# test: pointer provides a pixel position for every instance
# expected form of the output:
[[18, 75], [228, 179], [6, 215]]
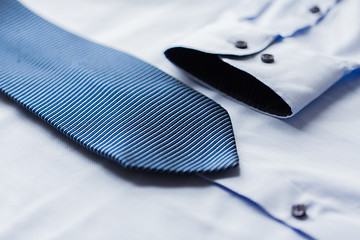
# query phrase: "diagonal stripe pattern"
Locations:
[[109, 102]]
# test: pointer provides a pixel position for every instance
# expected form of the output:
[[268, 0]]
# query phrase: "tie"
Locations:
[[109, 102]]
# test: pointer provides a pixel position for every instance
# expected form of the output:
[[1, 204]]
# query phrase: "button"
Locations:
[[298, 210], [315, 9], [241, 44], [267, 58]]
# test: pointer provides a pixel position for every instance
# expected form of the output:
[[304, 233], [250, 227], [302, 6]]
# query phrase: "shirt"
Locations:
[[53, 189]]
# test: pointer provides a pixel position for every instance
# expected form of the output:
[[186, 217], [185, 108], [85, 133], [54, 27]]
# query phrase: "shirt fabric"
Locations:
[[53, 189]]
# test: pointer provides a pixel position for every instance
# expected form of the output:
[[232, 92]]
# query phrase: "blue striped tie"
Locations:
[[109, 102]]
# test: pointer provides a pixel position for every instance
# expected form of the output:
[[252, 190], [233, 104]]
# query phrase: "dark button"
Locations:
[[315, 9], [267, 58], [241, 44], [298, 210]]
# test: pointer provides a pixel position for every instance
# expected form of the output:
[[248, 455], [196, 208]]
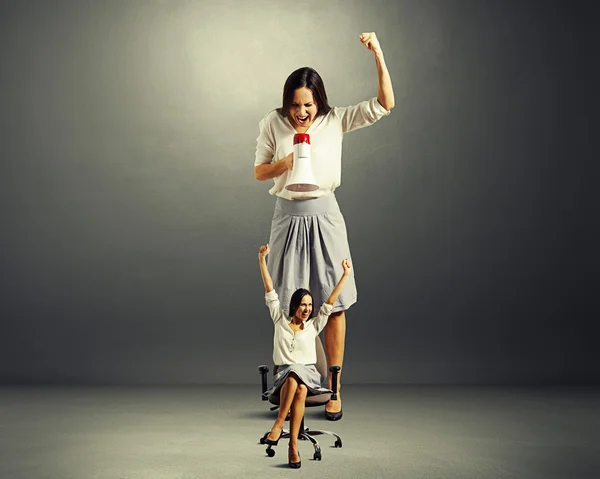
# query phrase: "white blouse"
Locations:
[[276, 140], [298, 347]]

Objective: Copy all of the lines above, character for character, and leave out the pictures.

Complete answer:
# test: pointer provides a pixel position for every instance
# expected form of the output:
[[18, 75], [228, 179], [6, 215]]
# query phrase: "diagonal stripe pattern"
Locations:
[[109, 102]]
# test: pointer provides a pixel position for every instance
# expected form of the output:
[[268, 0]]
# query phrase: "tie"
Locations:
[[109, 102]]
# test: pointer provides a pixel position for every instance
# expected form of the output:
[[1, 204]]
# query phrase: "button"
Locations:
[[298, 210], [315, 9], [241, 44], [267, 58]]
# test: pointer provides a pixel position for every instance
# expected form of the output:
[[304, 233], [250, 227], [302, 6]]
# query phrase: "shirt"
Locations:
[[53, 189]]
# test: pointer provides a pixel position for every instance
# expected form of the output:
[[186, 217], [185, 108], [85, 133], [54, 27]]
# query phrase: "shirt fabric"
Locations:
[[53, 189]]
# test: pointer provides a pixel position for every instance
# expected form of the output:
[[232, 92]]
# query phrase: "blue striped tie"
Locations:
[[109, 102]]
# test: pointer provides a pixel position for every instance
# expected form of the output:
[[252, 190], [233, 104]]
# query phrase: "dark button"
Locations:
[[315, 9], [267, 58], [241, 44], [298, 210]]
# test: pointer provides a pixel position for every instance
# expected form of the output:
[[248, 455], [196, 208]]
# query phrase: "white blouse"
Locations:
[[276, 140], [298, 347]]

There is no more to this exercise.